** START RECORDED DATA **

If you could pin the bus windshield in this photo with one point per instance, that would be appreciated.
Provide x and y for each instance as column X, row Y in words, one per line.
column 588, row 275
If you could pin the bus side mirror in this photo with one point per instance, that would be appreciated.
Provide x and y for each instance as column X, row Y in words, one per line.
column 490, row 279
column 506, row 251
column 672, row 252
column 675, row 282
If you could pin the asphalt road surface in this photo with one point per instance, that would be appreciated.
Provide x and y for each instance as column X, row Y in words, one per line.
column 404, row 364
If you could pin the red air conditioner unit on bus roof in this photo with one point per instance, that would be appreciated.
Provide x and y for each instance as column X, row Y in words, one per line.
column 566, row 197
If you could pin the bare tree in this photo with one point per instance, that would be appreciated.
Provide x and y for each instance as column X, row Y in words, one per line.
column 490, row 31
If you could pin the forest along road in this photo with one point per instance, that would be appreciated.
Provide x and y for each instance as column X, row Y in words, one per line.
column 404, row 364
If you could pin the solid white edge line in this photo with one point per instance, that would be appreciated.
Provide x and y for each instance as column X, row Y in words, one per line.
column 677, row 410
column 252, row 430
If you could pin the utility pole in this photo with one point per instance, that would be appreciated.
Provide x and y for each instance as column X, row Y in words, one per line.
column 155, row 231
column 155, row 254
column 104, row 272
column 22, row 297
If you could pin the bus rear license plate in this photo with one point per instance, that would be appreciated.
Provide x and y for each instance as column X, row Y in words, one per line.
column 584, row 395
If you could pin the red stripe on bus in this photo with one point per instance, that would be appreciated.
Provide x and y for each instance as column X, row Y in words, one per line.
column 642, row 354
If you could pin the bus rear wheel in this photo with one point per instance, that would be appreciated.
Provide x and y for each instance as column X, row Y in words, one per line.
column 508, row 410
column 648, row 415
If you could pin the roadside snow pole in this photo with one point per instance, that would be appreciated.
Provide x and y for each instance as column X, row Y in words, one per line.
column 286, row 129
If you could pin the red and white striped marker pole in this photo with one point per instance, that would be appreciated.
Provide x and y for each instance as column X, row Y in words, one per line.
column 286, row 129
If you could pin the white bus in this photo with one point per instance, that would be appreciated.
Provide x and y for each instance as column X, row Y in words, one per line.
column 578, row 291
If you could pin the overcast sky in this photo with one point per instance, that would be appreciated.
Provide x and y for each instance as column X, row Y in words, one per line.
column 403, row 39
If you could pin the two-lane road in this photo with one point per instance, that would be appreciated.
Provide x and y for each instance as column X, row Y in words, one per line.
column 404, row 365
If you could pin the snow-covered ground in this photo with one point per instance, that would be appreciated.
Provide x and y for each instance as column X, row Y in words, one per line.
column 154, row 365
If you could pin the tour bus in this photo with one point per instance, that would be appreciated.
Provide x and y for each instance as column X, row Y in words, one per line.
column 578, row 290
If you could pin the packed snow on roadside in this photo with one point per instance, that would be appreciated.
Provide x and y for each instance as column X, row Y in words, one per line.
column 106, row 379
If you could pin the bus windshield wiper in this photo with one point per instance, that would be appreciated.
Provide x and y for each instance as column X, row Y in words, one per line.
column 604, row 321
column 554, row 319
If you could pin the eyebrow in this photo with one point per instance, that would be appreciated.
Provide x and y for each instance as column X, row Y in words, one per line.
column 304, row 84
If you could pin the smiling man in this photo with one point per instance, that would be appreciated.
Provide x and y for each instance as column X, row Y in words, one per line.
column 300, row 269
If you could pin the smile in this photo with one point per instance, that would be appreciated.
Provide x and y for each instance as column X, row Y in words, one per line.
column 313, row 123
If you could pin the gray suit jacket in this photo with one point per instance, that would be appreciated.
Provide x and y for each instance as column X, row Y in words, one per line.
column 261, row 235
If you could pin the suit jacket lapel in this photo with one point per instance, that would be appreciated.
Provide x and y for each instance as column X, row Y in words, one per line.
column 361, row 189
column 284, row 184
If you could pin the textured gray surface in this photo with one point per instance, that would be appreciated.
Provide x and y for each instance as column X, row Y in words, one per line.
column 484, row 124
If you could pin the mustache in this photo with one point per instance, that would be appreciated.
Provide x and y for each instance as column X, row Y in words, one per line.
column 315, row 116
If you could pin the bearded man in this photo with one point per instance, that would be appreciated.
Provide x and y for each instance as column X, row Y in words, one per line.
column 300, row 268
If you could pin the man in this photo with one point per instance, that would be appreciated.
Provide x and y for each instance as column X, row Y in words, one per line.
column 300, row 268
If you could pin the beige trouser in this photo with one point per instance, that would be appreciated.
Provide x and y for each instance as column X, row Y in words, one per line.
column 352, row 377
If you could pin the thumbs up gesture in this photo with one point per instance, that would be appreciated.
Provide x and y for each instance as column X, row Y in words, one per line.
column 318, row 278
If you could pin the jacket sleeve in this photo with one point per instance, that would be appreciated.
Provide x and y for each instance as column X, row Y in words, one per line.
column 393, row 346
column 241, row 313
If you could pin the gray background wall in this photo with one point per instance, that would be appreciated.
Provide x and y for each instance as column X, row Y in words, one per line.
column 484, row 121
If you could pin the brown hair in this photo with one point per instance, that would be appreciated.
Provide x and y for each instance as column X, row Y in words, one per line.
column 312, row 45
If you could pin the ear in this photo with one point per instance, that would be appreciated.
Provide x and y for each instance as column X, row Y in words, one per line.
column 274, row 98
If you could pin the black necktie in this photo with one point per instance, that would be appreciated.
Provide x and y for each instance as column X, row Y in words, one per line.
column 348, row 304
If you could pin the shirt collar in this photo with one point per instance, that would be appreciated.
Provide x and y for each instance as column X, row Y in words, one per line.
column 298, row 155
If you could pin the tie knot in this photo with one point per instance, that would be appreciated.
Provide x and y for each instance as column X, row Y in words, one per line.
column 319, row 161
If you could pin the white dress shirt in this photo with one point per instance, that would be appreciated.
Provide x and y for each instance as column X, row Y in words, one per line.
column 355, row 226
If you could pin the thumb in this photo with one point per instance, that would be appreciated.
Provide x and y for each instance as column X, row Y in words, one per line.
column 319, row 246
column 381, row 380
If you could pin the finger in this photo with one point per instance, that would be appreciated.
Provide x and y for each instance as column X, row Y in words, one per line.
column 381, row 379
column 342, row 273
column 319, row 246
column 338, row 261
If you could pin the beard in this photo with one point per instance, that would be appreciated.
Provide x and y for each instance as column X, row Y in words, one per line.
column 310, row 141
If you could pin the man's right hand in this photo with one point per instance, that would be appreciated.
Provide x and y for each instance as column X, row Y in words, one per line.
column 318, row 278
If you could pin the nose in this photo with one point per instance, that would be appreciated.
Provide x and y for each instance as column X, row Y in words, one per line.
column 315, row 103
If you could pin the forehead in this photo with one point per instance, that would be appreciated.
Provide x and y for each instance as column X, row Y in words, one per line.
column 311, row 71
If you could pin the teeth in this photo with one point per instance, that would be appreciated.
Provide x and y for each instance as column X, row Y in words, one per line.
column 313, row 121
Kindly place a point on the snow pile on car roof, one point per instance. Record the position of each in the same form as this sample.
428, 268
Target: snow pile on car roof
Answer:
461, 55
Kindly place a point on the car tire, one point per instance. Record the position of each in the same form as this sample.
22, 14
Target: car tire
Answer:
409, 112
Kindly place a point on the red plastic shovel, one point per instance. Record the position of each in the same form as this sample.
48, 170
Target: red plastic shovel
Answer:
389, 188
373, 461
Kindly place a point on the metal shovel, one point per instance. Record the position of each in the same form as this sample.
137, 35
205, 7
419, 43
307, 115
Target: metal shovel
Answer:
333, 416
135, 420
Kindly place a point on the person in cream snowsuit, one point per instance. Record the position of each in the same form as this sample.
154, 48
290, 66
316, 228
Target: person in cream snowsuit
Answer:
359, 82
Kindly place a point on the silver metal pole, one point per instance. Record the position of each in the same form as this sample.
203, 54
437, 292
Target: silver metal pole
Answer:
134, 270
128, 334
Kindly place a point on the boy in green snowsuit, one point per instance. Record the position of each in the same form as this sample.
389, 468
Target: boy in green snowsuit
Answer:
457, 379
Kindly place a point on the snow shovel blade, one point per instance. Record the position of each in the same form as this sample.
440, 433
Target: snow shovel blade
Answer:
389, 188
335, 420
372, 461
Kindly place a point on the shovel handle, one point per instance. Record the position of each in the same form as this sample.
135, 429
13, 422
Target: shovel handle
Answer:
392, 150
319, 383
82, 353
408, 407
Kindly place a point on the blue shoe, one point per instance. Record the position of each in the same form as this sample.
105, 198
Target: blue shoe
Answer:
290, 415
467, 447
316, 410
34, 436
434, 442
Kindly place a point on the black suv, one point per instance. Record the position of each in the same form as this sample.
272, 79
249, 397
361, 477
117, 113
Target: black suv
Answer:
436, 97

** END RECORDED DATA **

> [GOAL] Please recast the records above as a two-column CSV with columns named instruction and response, one row per record: everything from the line containing "If you could pin the bus rear wheel" down to the line containing "column 106, row 379", both included. Put each field in quotation marks and replace its line breaks with spaces.

> [EXERCISE RESPONSE]
instruction,response
"If you could pin the bus rear wheel in this photo with one point per instance, that would be appreciated. Provide x and y for each instance as column X, row Y in words, one per line.","column 508, row 410 column 648, row 415"
"If you could pin the roadside snow pole in this photo with one point per instance, that would be appreciated. Provide x and y for each instance as column X, row Y in words, one per line.","column 286, row 129"
"If you could pin the red and white striped marker pole in this photo with one point per instance, that would be appreciated. Provide x and y for each instance as column X, row Y in words, one per line.","column 286, row 129"
"If you could pin the white bus in this photo with one point per instance, that would be appreciated. Provide x and y for each instance as column X, row Y in words, one per line.","column 578, row 291"
"If you could pin the overcast sky in this photo with one point per instance, that would be appreciated. Provide x and y for each instance as column X, row Y in words, one per line.","column 403, row 39"
"If you could pin the two-lane road in this photo with one point per instance, that would be appreciated. Provide x and y for each instance as column X, row Y in words, one per line.","column 404, row 365"
"If you could pin the snow-covered ground in this photo with one point per instance, that would be appreciated. Provide x and y for each instance as column X, row Y in words, one per line.","column 154, row 365"
"If you could pin the tour bus in this photo with one point per instance, that would be appreciated. Provide x and y for each instance as column X, row Y in words, one per line.","column 578, row 290"
"If you could pin the packed snow on roadside in this photo with one point per instance, that would be appreciated. Provide x and y for each instance as column X, row Y in words, one per line.","column 106, row 379"